**The request:** Rewrite everything from "It has a lot" down to "the short term." in the jobs report discussion, changing "short-term" to "near-term".

**Document excerpt:**
Chris Hill: It's the Motley Fool Money radio show! I'm Chris Hill. Joining me in studio: senior analysts Matt Argersinger, Andy Cross, and Ron Gross. Good to see you as always, gentlemen! We've got the latest headlines from Wall Street. We'll talk with best-selling author Charles Duhigg. And, as always, we'll give you an inside look at the stocks on our radar.
But we begin this week with the big macro. The monthly jobs report featured better than expected numbers, including the fact that wages increased at their fastest pace since June 2009, Matty.
Matt Argersinger: Yeah, that's the headliner for me, Chris -- hourly earnings up 2.9%. We've been waiting for a while for wages to really start gaining momentum. And it looks like they finally are. The highest growth in about nine years. Wages are key determiner for inflation. This is why I think it's really important for investors. If you think about it, businesses have to pay workers more. That starts to typically happen in the later stages of an economic cycle. That means, generally, companies are going to offset that by raising the price of goods and services, which spreads inflation throughout the economy.
It has a lot of consequences. One of the short-term consequences, usually, is that bond prices will sell off, yields will rise. We're seeing that, actually, on Friday. It sets the stage for more interest rates raises from the Fed, which can lead to lower stock prices, at least in the short term.
Ron Gross: Yeah, that's what I was going to say. You saw the market trade down on this great news. There's always a counter to every silver lining. Nothing can just be good. Right now, everyone's worried, including our Administration, I'm sure, about continuing to tighten monetary policy. Interest rates will rise. That could put a damper on stock prices.
Interestingly, though, the job market is so strong that there are now more open jobs than there are people out of work looking for jobs. Changing demographics, more retiring people, a declining birth rate, is really setting us up for a problem. To get to that huge 3-4% GDP number without the proper workforce, I would have to say, that's almost impossible.
Andy Cross: Yeah, the wage numbers, the growth is trending up, which is good, because it's been so low for so long. It's still below the pre-recession, pre-financial crisis days. We're not anywhere near back to where we maybe should be.
But what's interesting, I think, from the investing side, for me, is, in a marketplace of rising costs and rising inflation, you really want to be a stock investor. You don't want to own bonds. I mean, that's not a place to really be. That's going to be a tough spot for bonds. As Matty mentioned, yields are going to go up. That negatively affects bond prices. And, you want to particularly own companies that have pricing power, the ability to handle these price increases, because they are coming. Inflation is creeping up. The ability for companies to manage the price increases for one of their highest cost inputs, their product, is going to be really important for investors. Stocks are the way to go in that market.
Argersinger: Yeah. I want to end this on the good news, because I do think, to Ron's point, Andy's point -- it is nice to see workers actually have choice now in this economy. In other words, I think for a long time, workers were feeling like they had to stay with their organization. They didn't take vacation, they didn't look for other jobs, because the economy was still relatively shaky. It's stronger today, and workers are actually going out there and finding jobs and having some bargaining power.

**Supplied material:**

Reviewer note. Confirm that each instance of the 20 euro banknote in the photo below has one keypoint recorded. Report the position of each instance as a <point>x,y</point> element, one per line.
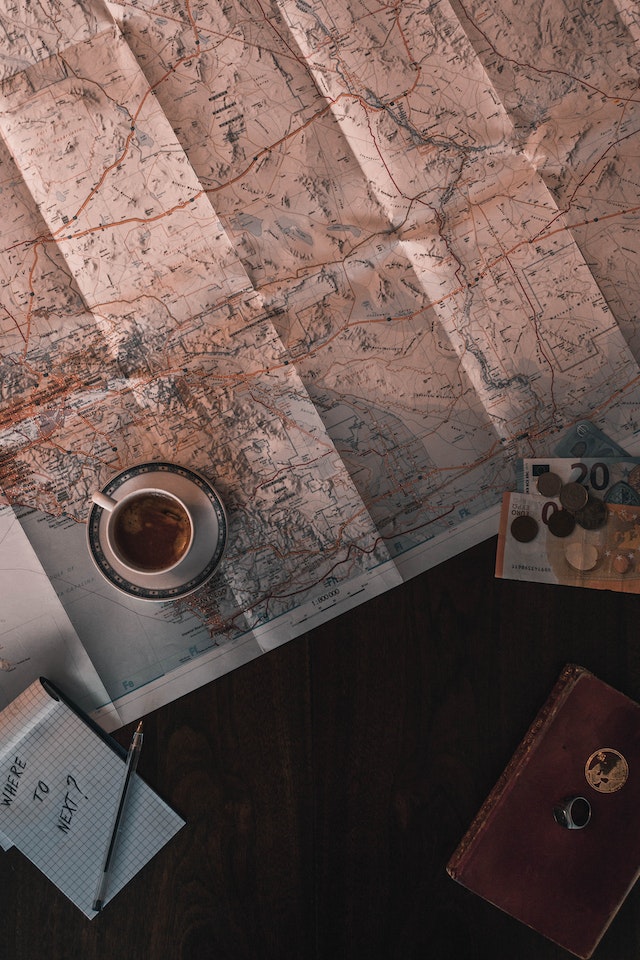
<point>613,479</point>
<point>606,558</point>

**Correct result:**
It has a lot of consequences. One of the near-term consequences, usually, is that bond prices will sell off, yields will rise. We're seeing that, actually, on Friday. It sets the stage for more interest rates raises from the Fed, which can lead to lower stock prices, at least in the short term.